- _Text passage_
☆ ☆ ☆ ☆ ☆
BBC Local Radio
- Logo used since 2021
- Type: Division
- Industry: Mass media
- Founded: 1965
- Headquarters: The Mailbox, Birmingham (English Regions HQ) Broadcasting House, London (Audio HQ), United Kingdom
- Area served: England; Channel Islands;
- Key people: Chris Burns (Head of Audio and Digital for BBC England); Jason Horton (Director of Production for BBC Local Radio);
- Services: Local Radio
- Parent: BBC
- Website: bbc.co.uk/radio

= BBC Local Radio =

Local and regional radio services for England and the Channel Islands

BBC Local Radio (also referred to as Local BBC Radio) is the BBC's local and regional radio division for England and the Channel Islands, consisting of 39 stations.

As of December 2024, the network broadcasts to a combined audience of 7.1 million, with a listening share of 4.6%, according to RAJAR.

BBC Local Radio does not operate in Northern Ireland, Scotland or Wales, which instead have their own national stations.

==History==

Former BBC Local Radio logo, used from 2008 to 2020

The popularity of pirate radio was to challenge a then very "stiff" and blinkered management at the BBC. The most prominent concession by the BBC was the creation of BBC Radio 1 to satisfy the ever-demanding new youth culture with their thirst for new, popular music. The other, however, was that these pirate radio stations were, in some cases, local. As a result, BBC Local Radio began as an experiment.

Initially, stations had to be co-funded by the BBC and local authorities, which only some Labour-controlled areas proved willing to do. Radio Leicester was the first to launch on 8 November 1967, followed by Leeds, Stoke, Durham, Sheffield, Merseyside, Brighton, and Nottingham. The local authority funding requirement was dropped by the early 1970s, and stations spread across the country; many city-based stations later expanded their remit to cover an entire county.
☆ ☆ ☆ ☆ ☆
- _Given data_
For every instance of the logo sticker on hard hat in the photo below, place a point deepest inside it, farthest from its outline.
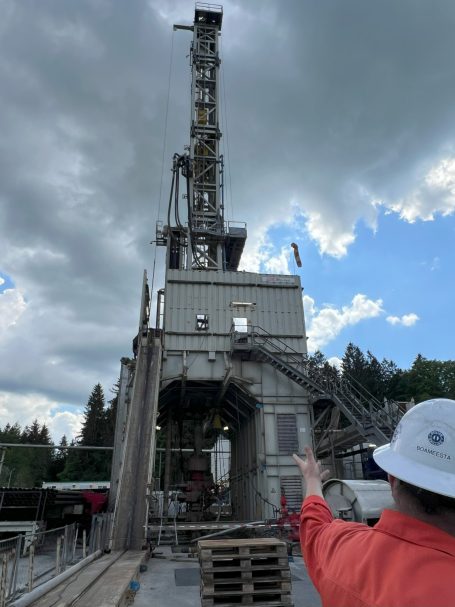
(396, 434)
(435, 437)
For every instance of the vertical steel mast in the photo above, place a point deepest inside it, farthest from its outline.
(206, 221)
(206, 242)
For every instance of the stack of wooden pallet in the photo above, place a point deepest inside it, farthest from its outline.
(244, 572)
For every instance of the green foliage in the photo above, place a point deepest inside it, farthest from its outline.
(97, 431)
(25, 467)
(424, 380)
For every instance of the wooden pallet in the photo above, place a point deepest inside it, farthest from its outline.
(260, 600)
(213, 576)
(216, 550)
(235, 588)
(245, 566)
(244, 572)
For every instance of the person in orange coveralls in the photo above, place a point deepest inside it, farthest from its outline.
(408, 558)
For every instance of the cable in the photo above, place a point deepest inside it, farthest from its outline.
(164, 151)
(228, 156)
(166, 121)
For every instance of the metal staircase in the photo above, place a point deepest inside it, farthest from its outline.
(370, 420)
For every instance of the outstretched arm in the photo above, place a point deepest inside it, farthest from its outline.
(311, 472)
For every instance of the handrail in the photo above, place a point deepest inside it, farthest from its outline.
(349, 391)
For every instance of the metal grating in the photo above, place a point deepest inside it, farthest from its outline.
(288, 442)
(292, 486)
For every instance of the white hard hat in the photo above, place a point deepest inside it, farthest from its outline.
(422, 449)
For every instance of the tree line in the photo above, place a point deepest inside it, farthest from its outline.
(30, 467)
(385, 380)
(26, 467)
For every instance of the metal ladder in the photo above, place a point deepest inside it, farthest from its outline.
☆ ☆ ☆ ☆ ☆
- _Exercise_
Rewrite the BBC Local Radio text between "BBC Local Radio (also" and "of 39 stations.", inclusive, with "division" replaced by "network".

- _Problem solution_
BBC Local Radio (also referred to as Local BBC Radio) is the BBC's local and regional radio network for England and the Channel Islands, consisting of 39 stations.